TASK TO COMPLETE: Make an exact copy of all the entries, with the pictures left out.

----

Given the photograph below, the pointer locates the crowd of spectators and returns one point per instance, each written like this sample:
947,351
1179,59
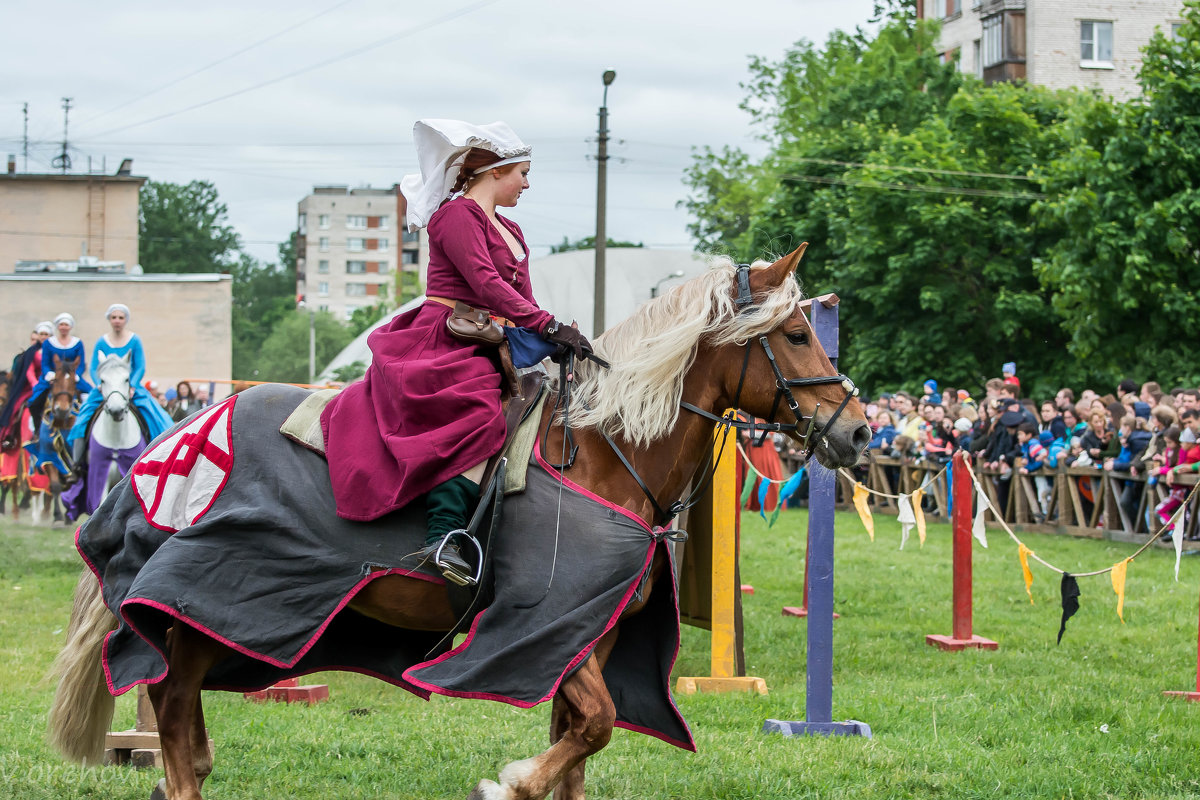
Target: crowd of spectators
1138,429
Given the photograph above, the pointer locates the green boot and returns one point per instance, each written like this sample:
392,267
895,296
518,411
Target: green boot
448,509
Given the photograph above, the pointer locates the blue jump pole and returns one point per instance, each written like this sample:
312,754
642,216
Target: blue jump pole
822,498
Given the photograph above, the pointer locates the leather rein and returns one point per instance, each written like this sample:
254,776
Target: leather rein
784,388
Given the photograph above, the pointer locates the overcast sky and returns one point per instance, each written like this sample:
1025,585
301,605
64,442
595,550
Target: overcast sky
268,98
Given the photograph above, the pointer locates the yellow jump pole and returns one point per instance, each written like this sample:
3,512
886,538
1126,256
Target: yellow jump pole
725,590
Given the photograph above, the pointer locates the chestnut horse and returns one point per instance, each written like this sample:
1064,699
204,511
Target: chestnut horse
731,337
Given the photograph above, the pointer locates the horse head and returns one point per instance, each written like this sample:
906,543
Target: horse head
114,384
63,392
784,373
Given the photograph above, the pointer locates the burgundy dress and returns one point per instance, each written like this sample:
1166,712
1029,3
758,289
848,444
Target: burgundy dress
429,407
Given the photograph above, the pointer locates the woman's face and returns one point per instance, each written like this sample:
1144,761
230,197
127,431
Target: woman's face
514,179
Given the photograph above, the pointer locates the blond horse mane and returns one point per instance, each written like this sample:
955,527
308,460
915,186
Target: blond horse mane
652,352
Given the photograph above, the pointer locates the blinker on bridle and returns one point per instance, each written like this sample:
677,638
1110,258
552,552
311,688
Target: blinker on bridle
784,388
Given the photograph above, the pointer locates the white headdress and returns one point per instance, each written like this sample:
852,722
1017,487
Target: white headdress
441,149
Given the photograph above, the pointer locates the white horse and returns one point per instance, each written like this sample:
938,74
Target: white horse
115,439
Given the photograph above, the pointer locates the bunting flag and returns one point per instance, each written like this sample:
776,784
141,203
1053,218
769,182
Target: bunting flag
1119,575
748,487
1024,553
917,497
789,488
977,529
1069,589
864,511
1177,541
906,518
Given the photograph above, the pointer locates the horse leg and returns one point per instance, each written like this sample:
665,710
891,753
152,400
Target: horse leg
592,717
177,705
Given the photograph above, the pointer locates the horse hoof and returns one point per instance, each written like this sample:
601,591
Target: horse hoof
489,791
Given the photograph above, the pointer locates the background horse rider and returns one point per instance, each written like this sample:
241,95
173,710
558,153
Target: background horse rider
66,347
120,342
427,415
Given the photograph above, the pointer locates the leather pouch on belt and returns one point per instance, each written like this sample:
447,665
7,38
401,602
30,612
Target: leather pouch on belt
473,325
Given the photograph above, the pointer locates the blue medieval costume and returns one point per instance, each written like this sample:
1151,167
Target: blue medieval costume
148,408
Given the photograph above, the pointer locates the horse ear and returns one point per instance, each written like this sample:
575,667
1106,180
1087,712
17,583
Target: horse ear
780,270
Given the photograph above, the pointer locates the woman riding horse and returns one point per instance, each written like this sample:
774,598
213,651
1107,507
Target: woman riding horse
427,416
65,347
119,342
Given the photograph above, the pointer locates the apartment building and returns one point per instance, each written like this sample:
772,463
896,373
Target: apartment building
1056,43
353,251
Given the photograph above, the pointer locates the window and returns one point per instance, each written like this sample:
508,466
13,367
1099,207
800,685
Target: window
1096,43
993,40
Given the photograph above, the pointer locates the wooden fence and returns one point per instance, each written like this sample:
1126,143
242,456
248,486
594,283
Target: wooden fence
1077,500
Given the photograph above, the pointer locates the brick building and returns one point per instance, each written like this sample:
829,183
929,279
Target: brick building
353,251
1056,43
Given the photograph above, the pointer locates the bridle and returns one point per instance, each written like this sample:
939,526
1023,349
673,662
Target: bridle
784,388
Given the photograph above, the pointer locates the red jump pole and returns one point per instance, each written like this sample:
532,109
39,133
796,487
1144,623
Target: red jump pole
1191,696
961,636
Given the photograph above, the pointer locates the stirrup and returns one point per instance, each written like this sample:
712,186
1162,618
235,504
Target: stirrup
453,571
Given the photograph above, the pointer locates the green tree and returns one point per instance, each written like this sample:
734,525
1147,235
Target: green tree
183,228
263,295
283,355
1125,208
589,242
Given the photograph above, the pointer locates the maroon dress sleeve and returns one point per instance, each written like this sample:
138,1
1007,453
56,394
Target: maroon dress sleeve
463,239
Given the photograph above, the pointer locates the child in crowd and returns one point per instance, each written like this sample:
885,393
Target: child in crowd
885,432
1175,455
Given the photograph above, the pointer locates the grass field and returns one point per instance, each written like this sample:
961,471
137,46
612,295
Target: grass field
1033,720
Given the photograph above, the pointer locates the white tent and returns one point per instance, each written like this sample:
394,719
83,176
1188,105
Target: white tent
563,283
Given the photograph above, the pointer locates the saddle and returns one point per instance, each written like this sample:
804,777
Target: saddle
303,427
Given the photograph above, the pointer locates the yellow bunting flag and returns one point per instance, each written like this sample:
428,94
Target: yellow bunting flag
1025,552
864,512
917,512
1119,572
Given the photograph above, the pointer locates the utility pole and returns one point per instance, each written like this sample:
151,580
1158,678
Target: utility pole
601,200
63,161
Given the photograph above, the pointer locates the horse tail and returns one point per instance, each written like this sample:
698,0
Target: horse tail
83,707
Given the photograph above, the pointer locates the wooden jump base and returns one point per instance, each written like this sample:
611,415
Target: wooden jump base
291,691
138,746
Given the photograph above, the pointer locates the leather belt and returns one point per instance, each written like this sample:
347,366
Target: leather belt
453,304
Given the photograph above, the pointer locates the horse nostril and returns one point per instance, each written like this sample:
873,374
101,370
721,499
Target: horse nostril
862,437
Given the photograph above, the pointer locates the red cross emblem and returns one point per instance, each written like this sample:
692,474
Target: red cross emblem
180,477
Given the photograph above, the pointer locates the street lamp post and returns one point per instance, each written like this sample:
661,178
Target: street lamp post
601,199
654,289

----

EXERCISE RESPONSE:
Given the photograph below, the pointer locates the crowd of spectators and returns one point per instance, each written like this sample:
947,351
1179,59
Target: crowd of spectators
1138,429
Given the photograph above, the pointer locates the green boot and returns one point per instance, each written like this sample:
392,267
895,296
518,411
Target: green boot
448,509
Given the photograph above, the pointer locates the blue jump pole and returns one point per instance, each written like this sample:
312,754
642,216
Target: blue jump pole
822,498
Given the photograph above, the pointer locates the leather rein and returns one point per instance, each written like this sample:
254,776
Target: leather rein
784,388
Given the photograph above, the pointer locates the overcast sky and returns one point per instance, each written like this sample:
1025,585
301,605
64,442
595,550
Target: overcast sky
268,98
Given the photograph above, the pointer locates the yellow jump pole and returns one point per instance, each written like this sample:
3,512
886,538
1126,256
Target: yellow jump pole
725,590
Given the photograph above, the pointer locates the chestnut horse and returns one point per instance, each written like this sample:
1064,699
204,511
Target: chestnut horse
731,337
Given the photograph above, the pointer locates the horse head and returns one point per instance, each written like this sample:
906,543
Target: horse head
114,384
63,392
784,373
Given the photograph above, the pointer locates the burgundy dress and returns one point per instance, each written like this sample:
1166,712
1029,3
758,289
848,444
Target: burgundy dress
429,407
Given the photograph above, the pointer locates the woman's face and returns one point per instance, each written like this sample:
1144,761
230,197
127,431
Target: woman's face
514,179
Given the photograph above, the pointer locates the blond horse mane and returns one point per instance, each written like this sample:
955,527
308,460
915,186
Target: blond horse mane
652,352
Given the photograph above, the pointer locates the blinker on bridle and returns one point per instance, each written like this sample:
677,638
1110,258
552,552
311,688
Target: blinker on bridle
784,388
Given the photograph above, the pointer locates the white headdress and returns one point per instance, each written like this sample:
852,722
1017,487
Target: white headdress
441,149
Given the photograph above, the pointer locates the white horse and returns one point per instance, each written like this sample:
938,74
Target: white horse
115,439
Given the photograph above, the pointer locates the bunting flag and returns one point per instance, each written like this sample:
776,784
141,203
1053,218
769,182
Target: bunting flag
1119,575
748,487
1024,553
917,497
789,488
977,529
1069,589
864,511
1177,541
906,518
Given the photograph above, the pointer locates the horse leg and returns one point per instance, each written like this sample:
665,710
891,753
152,400
Target: horse leg
592,717
177,705
Given the photograph above, the pointer locates the horse hoof and returns one point per instance, each written like this sample:
601,591
Target: horse hoof
489,791
Given the photograph above, the pointer locates the background horse rider and returns one point per instance, each written like this sample:
241,95
173,710
558,153
Target: background horse rider
66,347
120,342
427,415
Given the photograph above, the pointer locates the leather pouch on belt and returns one point per instance, each written like this sample:
447,665
7,38
401,602
30,612
Target: leather pouch on belt
473,325
Given the photograph above, the pointer locates the blue medieval costume and returns one point per instance, each written like this sample:
1151,167
Target: blue medieval costume
148,408
Given the photograph above, the pointer locates the horse ear and returns one point per instance, each written like this sample:
575,667
1106,180
1087,712
17,583
Target: horse ear
780,270
Given the photograph above, the pointer locates the woman riding horse and returns one point per instance, each written like this sample:
774,598
213,651
1107,507
Target: woman riding horse
427,416
65,347
119,342
Given the photograph above, the pointer locates the apartment building and returns one point per instance, each written like this sample:
772,463
896,373
Target: apartment building
1056,43
353,251
Given the photograph above, the pointer locates the window and returns one point per instance, each written like this sample:
508,466
13,367
1099,207
800,685
Target: window
1096,43
993,40
Given the photograph above, the pointer locates the wooden fence and returns one point per instance, each written like this sample:
1126,143
242,456
248,486
594,283
Target: wooden fence
1077,500
Given the photograph above, the pointer locates the brick building and returns one point per instance, each written like this sample:
829,183
929,279
Target: brick building
353,251
1056,43
Given the photograph above, the pointer locates the bridle and returns one point per instance, each written like this sample:
939,526
1023,349
673,662
Target: bridle
784,388
Given the photograph above, the pointer locates the red jump pole and returns one point per instance, each written like this sample:
532,109
39,133
796,487
1144,623
Target: red jump pole
1191,696
961,636
Given the photograph above, the pointer locates the stirrup and returns one point per instance, each written like this sample:
712,186
1162,618
235,504
Target: stirrup
453,571
Given the photograph above, the pointer locates the green tree and returns one point per instance, each written like this sample:
734,525
1147,235
Target: green tree
183,228
263,295
283,355
1125,208
589,242
Given the photograph above, the pointer locates the maroon dress sleeve and returns one point per instance, each written like this sample:
138,1
1007,453
56,394
Target: maroon dress sleeve
463,239
Given the photograph above, the pointer locates the child in crowd and returns one point per instance, each written like this sample:
885,393
Target: child in crowd
885,432
1175,455
Given the photograph above, the pointer locates the grass field and returns one point per instance, each written like this sample:
961,471
137,46
612,295
Target: grass field
1033,720
Given the photograph above, the pointer locates the white tent and returns one point per instance, each written like this sample:
394,719
83,176
1188,105
Target: white tent
563,283
Given the photograph above, the pointer locates the saddle and returns one point per instance, each written like this sample:
804,777
Target: saddle
303,427
Given the photograph above, the pointer locates the yellow bunting flag and returns one point per instance, each written like this sample:
428,94
Target: yellow bunting flag
1025,552
864,512
917,512
1119,572
Given the photograph above, the pointer locates the utility pole and returns one point per instance, each written like this sample:
151,580
1158,678
Target: utility pole
601,200
63,161
Given the photograph above, the pointer locates the horse tail and returns one point per instance, each written like this sample:
698,0
Target: horse tail
83,707
Given the photograph above, the pointer locates the wooden jump base and returns one point per instance, each written like this sample:
611,415
Target: wooden jump base
291,691
138,746
Given the photograph above, the pointer locates the leather belt and returns one point per instance, each written like this sample:
347,366
Target: leather belt
453,304
Given the photograph above, the pointer locates the horse nostril and returns one point per instance, each written like this sample:
873,374
101,370
721,499
Target: horse nostril
862,437
Given the photograph above, the pointer locates the red cross emblem and returns one point per instance, each written like this sample:
692,474
Target: red cross emblem
180,477
Given the photograph above, the pointer locates the street lamp post and returns one point per instance, each written like this sample:
661,178
Target: street lamp post
601,199
654,289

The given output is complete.